How to complete this task: Every line containing the string "target" is to be copied from the records.

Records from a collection
--
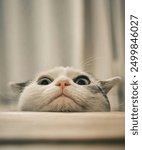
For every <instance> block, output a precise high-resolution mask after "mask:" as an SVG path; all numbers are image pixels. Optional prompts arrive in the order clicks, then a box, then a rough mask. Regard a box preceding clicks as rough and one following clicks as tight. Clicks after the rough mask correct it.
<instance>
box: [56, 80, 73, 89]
mask: <svg viewBox="0 0 142 150" xmlns="http://www.w3.org/2000/svg"><path fill="white" fill-rule="evenodd" d="M69 85H70V83H69V81H68V80H59V81H57V83H56V86H60V87H61V88H62V89H64V88H65V87H66V86H69Z"/></svg>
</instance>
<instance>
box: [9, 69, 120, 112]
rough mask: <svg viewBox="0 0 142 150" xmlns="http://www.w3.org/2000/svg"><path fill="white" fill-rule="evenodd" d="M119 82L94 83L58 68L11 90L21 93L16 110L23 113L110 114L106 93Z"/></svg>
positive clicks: (11, 84)
mask: <svg viewBox="0 0 142 150" xmlns="http://www.w3.org/2000/svg"><path fill="white" fill-rule="evenodd" d="M119 81H120V77H114V78H111V79H108V80H106V81H97V80H95V78H93V77H92V76H91V75H90V74H88V73H86V72H83V71H81V70H77V69H74V68H70V67H57V68H54V69H52V70H49V71H44V72H42V73H40V74H38V75H37V76H36V77H35V78H34V79H33V80H31V81H27V82H24V83H11V85H10V86H11V88H12V89H13V91H14V92H18V93H20V97H19V103H18V107H19V110H22V111H50V112H51V111H53V112H56V111H59V112H83V111H110V103H109V100H108V98H107V93H108V92H109V91H110V89H111V88H112V87H113V86H114V85H115V84H116V83H118V82H119Z"/></svg>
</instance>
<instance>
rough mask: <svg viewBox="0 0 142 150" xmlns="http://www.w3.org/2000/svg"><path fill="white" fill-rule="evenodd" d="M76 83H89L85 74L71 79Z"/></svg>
mask: <svg viewBox="0 0 142 150" xmlns="http://www.w3.org/2000/svg"><path fill="white" fill-rule="evenodd" d="M73 81H74V82H75V83H76V84H78V85H88V84H90V80H89V78H88V77H87V76H84V75H83V76H78V77H77V78H75V79H74V80H73Z"/></svg>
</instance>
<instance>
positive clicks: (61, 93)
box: [48, 93, 83, 107]
mask: <svg viewBox="0 0 142 150" xmlns="http://www.w3.org/2000/svg"><path fill="white" fill-rule="evenodd" d="M63 99H66V100H68V101H69V100H70V101H73V102H74V103H75V104H77V105H79V106H80V107H83V106H82V105H81V104H79V103H78V102H77V101H76V100H75V99H74V98H72V97H71V96H69V95H67V94H65V93H61V94H60V95H58V96H56V97H54V98H52V99H51V100H50V102H49V103H48V104H50V103H52V102H54V101H56V100H59V101H60V100H63Z"/></svg>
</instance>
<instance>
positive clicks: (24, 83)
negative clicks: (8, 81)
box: [9, 81, 29, 94]
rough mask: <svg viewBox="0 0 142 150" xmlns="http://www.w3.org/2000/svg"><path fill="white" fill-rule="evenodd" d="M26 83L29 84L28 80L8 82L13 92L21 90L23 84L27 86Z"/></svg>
mask: <svg viewBox="0 0 142 150" xmlns="http://www.w3.org/2000/svg"><path fill="white" fill-rule="evenodd" d="M28 84H29V81H26V82H21V83H15V82H10V83H9V87H10V88H11V90H12V91H13V92H14V93H16V94H19V93H21V92H22V91H23V89H24V88H25V86H27V85H28Z"/></svg>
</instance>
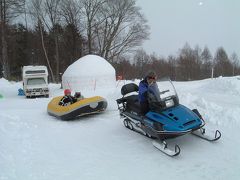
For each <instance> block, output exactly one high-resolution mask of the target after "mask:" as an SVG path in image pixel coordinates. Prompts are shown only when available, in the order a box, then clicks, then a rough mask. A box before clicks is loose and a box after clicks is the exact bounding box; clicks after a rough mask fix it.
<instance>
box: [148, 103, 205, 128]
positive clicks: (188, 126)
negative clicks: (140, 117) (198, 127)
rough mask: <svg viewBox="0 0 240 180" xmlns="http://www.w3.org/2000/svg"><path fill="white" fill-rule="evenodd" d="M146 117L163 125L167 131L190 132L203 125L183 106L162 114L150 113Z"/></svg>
mask: <svg viewBox="0 0 240 180" xmlns="http://www.w3.org/2000/svg"><path fill="white" fill-rule="evenodd" d="M146 117H147V118H149V119H151V120H153V121H156V122H159V123H161V124H163V129H164V130H165V131H188V130H191V129H195V128H198V127H199V126H201V125H202V123H203V122H202V121H201V120H200V118H199V117H198V116H197V115H196V114H195V113H194V112H193V111H191V110H190V109H188V108H187V107H185V106H183V105H181V104H179V105H178V106H175V107H172V108H169V109H166V110H164V111H161V112H152V111H150V112H148V113H147V114H146Z"/></svg>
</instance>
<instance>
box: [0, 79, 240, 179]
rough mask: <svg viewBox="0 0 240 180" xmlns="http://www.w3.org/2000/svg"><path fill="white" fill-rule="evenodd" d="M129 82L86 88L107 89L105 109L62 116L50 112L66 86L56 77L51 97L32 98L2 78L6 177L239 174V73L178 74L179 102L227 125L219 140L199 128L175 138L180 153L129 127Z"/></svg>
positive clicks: (215, 124)
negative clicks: (195, 78) (84, 116)
mask: <svg viewBox="0 0 240 180" xmlns="http://www.w3.org/2000/svg"><path fill="white" fill-rule="evenodd" d="M138 82H139V81H138V80H136V81H135V83H138ZM124 83H126V82H124V81H122V82H120V83H118V84H117V87H116V88H112V89H109V88H108V89H97V90H95V91H93V90H88V91H87V90H84V91H82V94H83V95H84V96H85V97H90V96H94V95H100V96H103V97H105V98H106V99H107V101H108V108H107V110H106V112H104V113H102V114H97V115H91V116H87V117H81V118H79V119H77V120H74V121H61V120H58V119H56V118H55V117H52V116H49V115H48V114H47V104H48V102H49V101H50V100H51V98H52V97H55V96H57V95H62V93H63V90H62V89H60V85H59V84H50V98H36V99H26V98H25V97H21V96H17V90H18V88H21V87H22V84H21V82H17V83H16V82H9V81H6V80H5V79H0V94H2V95H3V98H2V99H0V180H66V179H71V180H79V179H82V180H123V179H124V180H132V179H139V180H146V179H148V180H156V179H178V180H192V179H195V180H202V179H204V180H212V179H215V180H225V179H231V180H238V179H240V156H239V152H240V143H239V142H240V140H239V139H240V134H239V128H240V77H231V78H230V77H229V78H227V77H220V78H217V79H206V80H201V81H191V82H173V84H174V85H175V88H176V90H177V92H178V96H179V99H180V103H181V104H183V105H185V106H187V107H189V108H192V109H193V108H197V109H198V110H199V112H200V113H201V114H202V115H203V117H204V118H205V120H206V123H207V125H206V128H207V129H208V128H209V129H219V130H220V131H221V132H222V138H221V139H220V140H219V141H217V142H214V143H210V142H206V141H204V140H201V139H199V138H197V137H195V136H193V135H185V136H182V137H179V138H176V139H172V140H169V143H170V144H171V143H172V144H178V145H179V146H180V147H181V154H180V155H179V156H177V157H174V158H171V157H168V156H166V155H164V154H163V153H161V152H160V151H158V150H157V149H156V148H154V147H153V146H152V140H151V139H149V138H147V137H145V136H142V135H140V134H138V133H135V132H133V131H130V130H128V129H127V128H125V127H124V125H123V123H122V119H120V117H119V114H118V111H117V104H116V101H115V100H116V99H117V98H119V97H121V95H120V89H121V86H122V85H123V84H124Z"/></svg>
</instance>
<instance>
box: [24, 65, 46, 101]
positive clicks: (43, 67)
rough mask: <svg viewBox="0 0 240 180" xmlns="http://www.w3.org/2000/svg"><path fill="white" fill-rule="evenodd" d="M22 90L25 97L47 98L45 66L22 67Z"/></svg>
mask: <svg viewBox="0 0 240 180" xmlns="http://www.w3.org/2000/svg"><path fill="white" fill-rule="evenodd" d="M22 78H23V90H24V93H25V96H26V97H27V98H29V97H38V96H45V97H49V88H48V70H47V67H46V66H23V69H22Z"/></svg>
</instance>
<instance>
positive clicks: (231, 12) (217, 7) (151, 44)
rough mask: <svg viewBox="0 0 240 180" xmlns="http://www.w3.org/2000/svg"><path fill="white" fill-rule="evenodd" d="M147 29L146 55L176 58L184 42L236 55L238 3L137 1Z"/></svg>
mask: <svg viewBox="0 0 240 180" xmlns="http://www.w3.org/2000/svg"><path fill="white" fill-rule="evenodd" d="M137 5H138V6H140V7H141V8H142V13H143V14H144V15H145V17H146V19H147V20H148V25H149V26H150V28H151V29H150V33H151V35H150V40H148V41H146V42H145V43H144V45H143V48H144V50H145V51H147V53H153V52H155V53H156V54H157V55H164V56H168V55H170V54H173V55H176V54H177V53H178V50H179V48H182V47H183V46H184V44H185V43H186V42H188V43H189V44H190V45H191V47H192V48H194V47H195V45H197V44H198V45H199V46H200V47H201V48H202V49H203V48H204V46H205V45H206V46H208V48H209V49H210V51H211V53H212V55H214V54H215V51H216V49H217V48H218V47H220V46H222V47H224V49H225V50H226V52H227V53H228V55H229V56H230V55H231V54H232V53H233V52H236V53H237V54H238V56H239V55H240V0H137Z"/></svg>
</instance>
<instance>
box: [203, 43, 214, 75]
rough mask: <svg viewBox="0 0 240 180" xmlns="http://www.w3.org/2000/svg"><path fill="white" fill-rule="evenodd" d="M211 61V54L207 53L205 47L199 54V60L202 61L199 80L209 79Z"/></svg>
mask: <svg viewBox="0 0 240 180" xmlns="http://www.w3.org/2000/svg"><path fill="white" fill-rule="evenodd" d="M212 59H213V57H212V55H211V52H210V51H209V49H208V47H207V46H205V47H204V49H203V51H202V53H201V60H202V66H201V74H202V75H201V78H209V77H211V71H212V68H213V63H212Z"/></svg>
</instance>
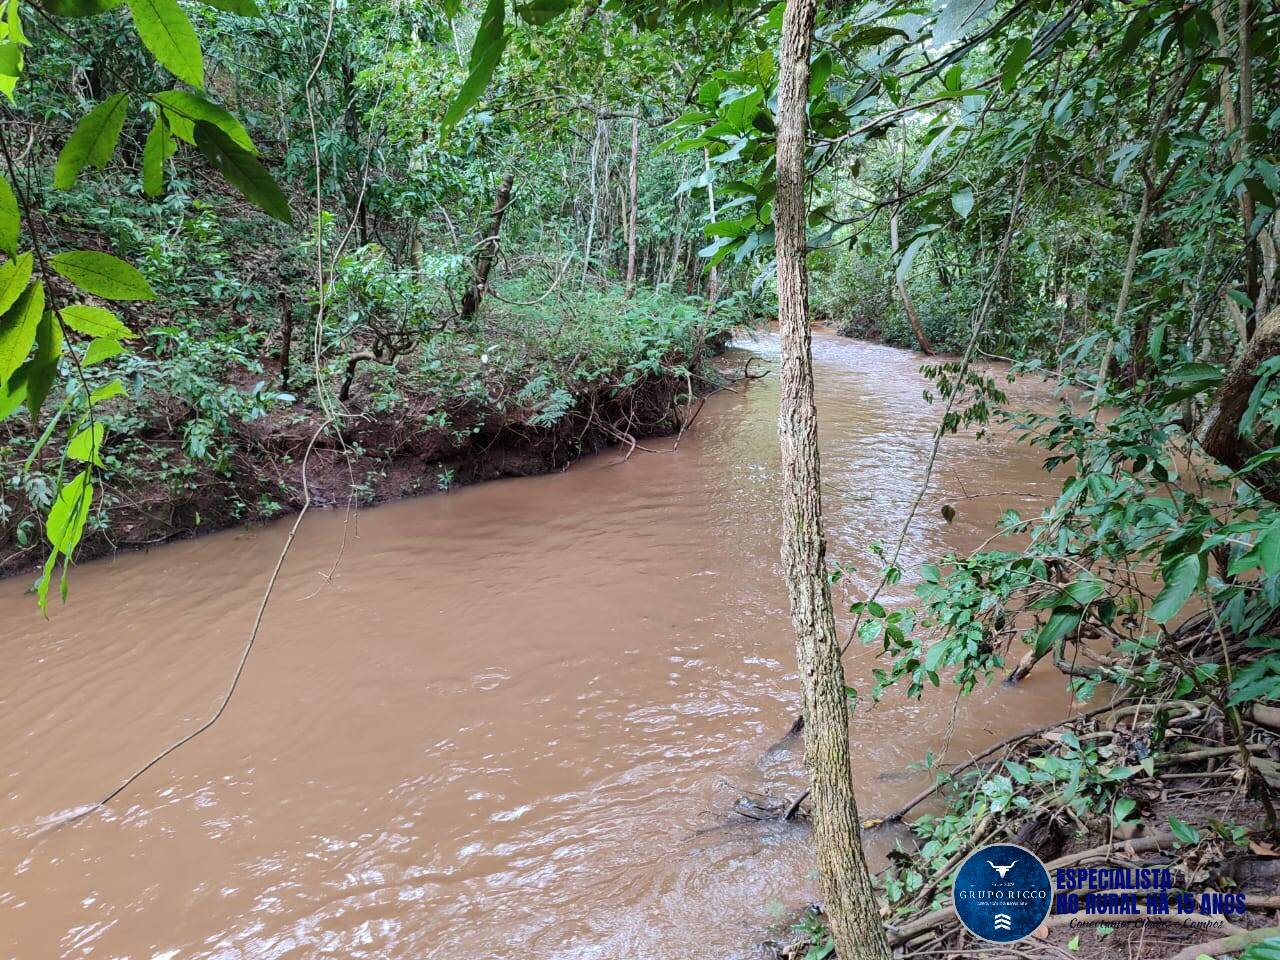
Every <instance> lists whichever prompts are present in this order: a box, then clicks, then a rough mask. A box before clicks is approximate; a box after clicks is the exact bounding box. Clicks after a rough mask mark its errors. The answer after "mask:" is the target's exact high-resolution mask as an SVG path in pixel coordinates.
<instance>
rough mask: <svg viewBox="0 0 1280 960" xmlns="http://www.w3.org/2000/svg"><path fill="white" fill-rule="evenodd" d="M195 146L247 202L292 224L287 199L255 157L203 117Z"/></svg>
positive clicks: (264, 168)
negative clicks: (235, 187) (209, 122)
mask: <svg viewBox="0 0 1280 960" xmlns="http://www.w3.org/2000/svg"><path fill="white" fill-rule="evenodd" d="M196 146H197V147H200V152H201V154H204V155H205V159H206V160H209V163H210V165H212V168H214V169H215V170H218V172H219V173H220V174H221V175H223V177H224V178H225V179H227V182H228V183H230V184H232V186H233V187H236V189H238V191H239V192H241V193H242V195H243V196H244V198H246V200H247V201H250V202H251V204H253V205H255V206H257V207H260V209H261V210H262V211H265V212H266V214H268V215H270V216H274V218H275V219H276V220H280V221H282V223H293V212H292V211H291V210H289V201H288V198H287V197H285V196H284V192H283V191H282V189H280V187H279V186H278V184H276V182H275V180H274V179H273V178H271V174H270V173H268V170H266V168H265V166H262V164H261V163H260V161H259V159H257V157H256V156H253V155H252V154H251V152H248V151H247V150H243V148H242V147H241V146H239V145H238V143H236V142H234V141H233V140H232V138H230V137H228V136H227V134H225V133H224V132H223V131H221V129H220V128H218V127H215V125H214V124H211V123H205V122H204V120H197V122H196Z"/></svg>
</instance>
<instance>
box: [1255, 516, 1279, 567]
mask: <svg viewBox="0 0 1280 960" xmlns="http://www.w3.org/2000/svg"><path fill="white" fill-rule="evenodd" d="M1258 563H1260V564H1261V566H1262V572H1263V573H1265V575H1266V576H1272V575H1275V573H1280V522H1276V524H1272V525H1271V529H1270V530H1267V532H1265V534H1263V535H1262V539H1261V540H1258Z"/></svg>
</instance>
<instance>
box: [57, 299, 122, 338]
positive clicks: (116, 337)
mask: <svg viewBox="0 0 1280 960" xmlns="http://www.w3.org/2000/svg"><path fill="white" fill-rule="evenodd" d="M58 315H59V316H60V317H61V319H63V323H64V324H67V325H68V326H69V328H72V329H73V330H76V333H82V334H84V335H86V337H108V338H110V339H113V340H125V339H129V338H131V337H137V334H136V333H133V330H131V329H129V328H128V326H125V325H124V324H123V323H120V317H118V316H116V315H115V314H113V312H111V311H110V310H105V308H102V307H91V306H88V305H87V303H73V305H72V306H69V307H63V308H61V310H59V311H58Z"/></svg>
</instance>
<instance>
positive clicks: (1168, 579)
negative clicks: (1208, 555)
mask: <svg viewBox="0 0 1280 960" xmlns="http://www.w3.org/2000/svg"><path fill="white" fill-rule="evenodd" d="M1202 566H1203V564H1202V562H1201V558H1199V557H1198V556H1197V554H1194V553H1192V554H1188V556H1185V557H1183V558H1181V559H1180V561H1178V563H1175V564H1174V566H1172V567H1170V568H1167V570H1166V571H1165V586H1164V589H1162V590H1161V591H1160V594H1158V595H1157V596H1156V600H1155V603H1152V604H1151V612H1149V613H1148V614H1147V616H1149V617H1151V618H1152V620H1153V621H1156V622H1157V623H1167V622H1169V621H1171V620H1172V618H1174V617H1176V616H1178V612H1179V611H1180V609H1181V608H1183V604H1185V603H1187V600H1188V599H1189V598H1190V595H1192V594H1193V593H1194V591H1196V588H1197V586H1199V581H1201V576H1202V572H1203V571H1202Z"/></svg>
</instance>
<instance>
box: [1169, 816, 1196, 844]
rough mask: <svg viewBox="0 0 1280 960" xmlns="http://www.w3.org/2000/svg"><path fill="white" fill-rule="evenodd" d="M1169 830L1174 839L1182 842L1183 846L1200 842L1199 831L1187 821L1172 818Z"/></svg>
mask: <svg viewBox="0 0 1280 960" xmlns="http://www.w3.org/2000/svg"><path fill="white" fill-rule="evenodd" d="M1169 829H1170V831H1172V835H1174V837H1175V838H1176V840H1179V841H1181V842H1183V844H1198V842H1199V831H1198V829H1196V828H1194V827H1193V826H1192V824H1189V823H1187V820H1180V819H1178V818H1176V817H1170V818H1169Z"/></svg>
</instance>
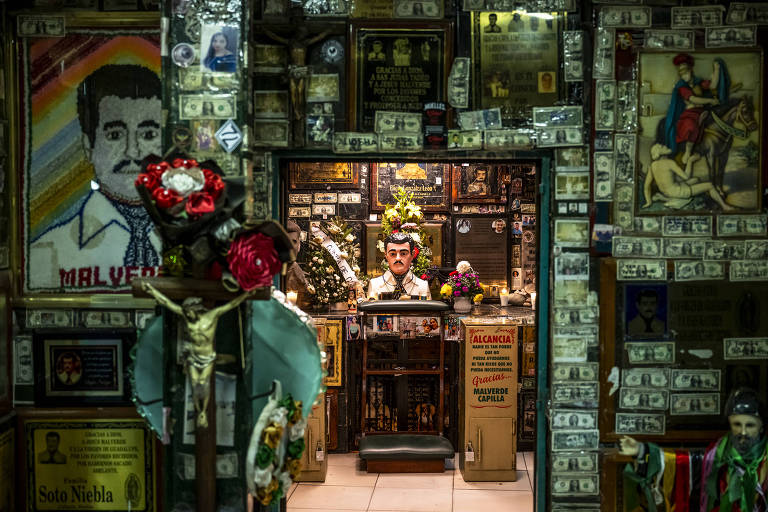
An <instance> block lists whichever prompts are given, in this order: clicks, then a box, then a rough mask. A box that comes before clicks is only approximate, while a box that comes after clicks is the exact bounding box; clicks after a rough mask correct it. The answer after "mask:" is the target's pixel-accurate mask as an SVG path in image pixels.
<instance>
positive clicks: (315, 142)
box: [306, 114, 334, 148]
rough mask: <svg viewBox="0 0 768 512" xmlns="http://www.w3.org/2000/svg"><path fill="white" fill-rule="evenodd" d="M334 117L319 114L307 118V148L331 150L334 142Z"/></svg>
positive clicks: (310, 116) (328, 115) (306, 130)
mask: <svg viewBox="0 0 768 512" xmlns="http://www.w3.org/2000/svg"><path fill="white" fill-rule="evenodd" d="M333 121H334V117H333V115H327V114H317V115H308V116H307V130H306V134H307V146H308V147H313V148H329V147H331V142H332V141H333Z"/></svg>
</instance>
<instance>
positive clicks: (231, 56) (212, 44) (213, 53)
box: [200, 25, 238, 73]
mask: <svg viewBox="0 0 768 512" xmlns="http://www.w3.org/2000/svg"><path fill="white" fill-rule="evenodd" d="M237 40H238V33H237V30H236V29H234V28H231V27H220V26H215V25H206V26H205V27H204V29H203V36H202V37H201V41H203V43H205V41H207V42H208V47H207V50H205V53H204V55H205V57H204V58H203V60H202V61H201V62H200V66H201V68H202V71H215V72H221V73H234V72H236V71H237Z"/></svg>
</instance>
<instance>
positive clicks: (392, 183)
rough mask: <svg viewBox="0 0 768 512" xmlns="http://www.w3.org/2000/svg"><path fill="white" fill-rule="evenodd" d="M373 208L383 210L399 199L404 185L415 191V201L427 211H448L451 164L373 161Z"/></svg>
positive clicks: (393, 203)
mask: <svg viewBox="0 0 768 512" xmlns="http://www.w3.org/2000/svg"><path fill="white" fill-rule="evenodd" d="M372 166H373V167H372V169H371V170H372V173H371V195H372V204H371V210H373V211H383V210H384V208H385V206H386V205H394V204H395V203H396V202H397V201H396V200H395V199H394V197H393V196H394V194H395V192H397V189H398V188H399V187H402V188H403V189H404V190H405V191H406V192H408V193H409V194H413V202H414V203H416V204H417V205H418V206H421V209H422V210H424V211H433V212H440V211H448V188H449V185H448V183H449V177H450V165H449V164H441V163H415V162H409V163H405V162H400V163H379V164H372Z"/></svg>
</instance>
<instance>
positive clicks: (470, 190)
mask: <svg viewBox="0 0 768 512" xmlns="http://www.w3.org/2000/svg"><path fill="white" fill-rule="evenodd" d="M489 193H490V188H489V186H488V171H487V170H486V169H482V168H481V169H477V170H476V171H475V176H474V179H473V180H472V182H471V183H470V184H469V185H467V194H468V195H472V196H487V195H488V194H489Z"/></svg>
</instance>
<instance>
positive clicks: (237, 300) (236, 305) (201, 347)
mask: <svg viewBox="0 0 768 512" xmlns="http://www.w3.org/2000/svg"><path fill="white" fill-rule="evenodd" d="M141 288H142V290H144V291H145V292H146V293H148V294H150V295H152V296H153V297H154V298H155V300H157V302H159V303H160V304H161V305H163V306H165V307H167V308H168V309H170V310H171V311H173V312H174V313H176V314H177V315H179V316H181V317H182V318H183V319H184V327H185V329H186V331H187V339H186V340H185V341H184V345H183V351H184V358H185V359H184V369H185V371H186V373H187V377H188V378H189V384H190V386H191V388H192V397H193V400H194V402H195V411H197V426H198V427H201V428H208V417H207V415H206V413H205V411H206V410H207V409H208V400H209V399H210V388H211V373H212V372H213V363H214V361H215V360H216V347H215V344H214V338H215V336H216V324H217V323H218V321H219V317H221V316H222V315H223V314H224V313H226V312H227V311H231V310H232V309H235V308H236V307H237V306H239V305H240V304H241V303H242V302H243V301H244V300H245V299H247V298H248V296H249V295H251V292H245V293H243V294H241V295H239V296H238V297H236V298H234V299H232V300H231V301H229V302H227V303H226V304H223V305H221V306H219V307H217V308H214V309H207V308H206V307H205V306H203V300H202V299H201V298H200V297H189V298H187V299H184V302H182V304H181V306H179V305H178V304H176V303H175V302H173V301H172V300H171V299H169V298H168V297H166V296H165V295H163V293H162V292H160V291H159V290H158V289H157V288H155V287H154V286H152V285H151V284H149V283H147V282H143V283H142V285H141Z"/></svg>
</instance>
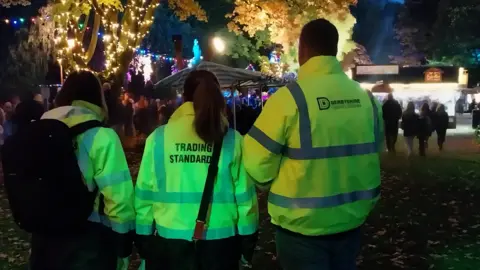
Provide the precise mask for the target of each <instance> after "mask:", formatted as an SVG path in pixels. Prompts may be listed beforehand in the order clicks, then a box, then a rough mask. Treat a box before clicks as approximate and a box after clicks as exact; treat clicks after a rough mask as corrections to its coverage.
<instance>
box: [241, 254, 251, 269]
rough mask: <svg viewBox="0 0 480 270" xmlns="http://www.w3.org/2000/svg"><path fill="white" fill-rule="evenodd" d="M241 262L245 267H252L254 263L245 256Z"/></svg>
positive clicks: (246, 267) (244, 266)
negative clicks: (250, 260) (250, 262)
mask: <svg viewBox="0 0 480 270" xmlns="http://www.w3.org/2000/svg"><path fill="white" fill-rule="evenodd" d="M240 264H241V265H242V267H243V268H252V267H253V266H252V264H251V263H250V262H249V261H247V260H246V259H245V257H243V255H242V258H241V259H240Z"/></svg>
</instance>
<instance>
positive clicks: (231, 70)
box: [155, 61, 262, 92]
mask: <svg viewBox="0 0 480 270" xmlns="http://www.w3.org/2000/svg"><path fill="white" fill-rule="evenodd" d="M194 70H208V71H210V72H212V73H213V74H215V76H217V78H218V81H219V82H220V86H221V87H222V88H229V87H232V86H234V85H235V84H237V83H239V82H243V81H250V80H251V81H255V80H261V79H262V74H261V73H260V72H255V71H250V70H245V69H240V68H232V67H228V66H224V65H221V64H217V63H213V62H208V61H202V62H200V64H198V65H197V66H195V67H192V68H186V69H183V70H181V71H179V72H177V73H175V74H173V75H170V76H168V77H166V78H164V79H162V80H161V81H159V82H158V83H156V84H155V89H159V88H160V89H174V90H180V92H181V90H182V87H183V84H184V83H185V80H186V79H187V77H188V74H190V72H192V71H194Z"/></svg>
--
Output for this exercise:
For each <instance> block, output exactly one high-resolution mask of the target after "mask:" as an SVG path in image pixel coordinates. Prompts are shown only when available, in the order a box, then clicks, then a rough mask. A box before clicks is loose and a box after clicks is the exact bounding box; clicks after a rough mask fix it.
Every <instance> lists whichever prompts are present in this order: a box, then clicks, then a rough mask. A box before clicks is approximate; a box after clicks is the exact bounding box. Clicks after a rough mask mark its errors. The answer after "mask:" is the target's exact high-resolution mask as an SVG path in pixel coordinates.
An <instance> block lists whichever prompts are given, in this order: clicks, then a box, then a rough mask. A box that comes before clicks is only approximate, while a box that comes after clicks is the exact bounding box; clicks after a rough mask correct it. The answer after "mask:" is the target's pixel-accurate mask as an SVG path in image pixels.
Provide the precise mask for the target of each <instance> after "mask:", formatted as an SVG path in pixels. Prompts may be listed beforehand in the order clicks, then a box, then a rough mask. Treat a box before clicks as approximate and a box after clicks as exact; treat clicks after a rough mask as corrections to its coverage.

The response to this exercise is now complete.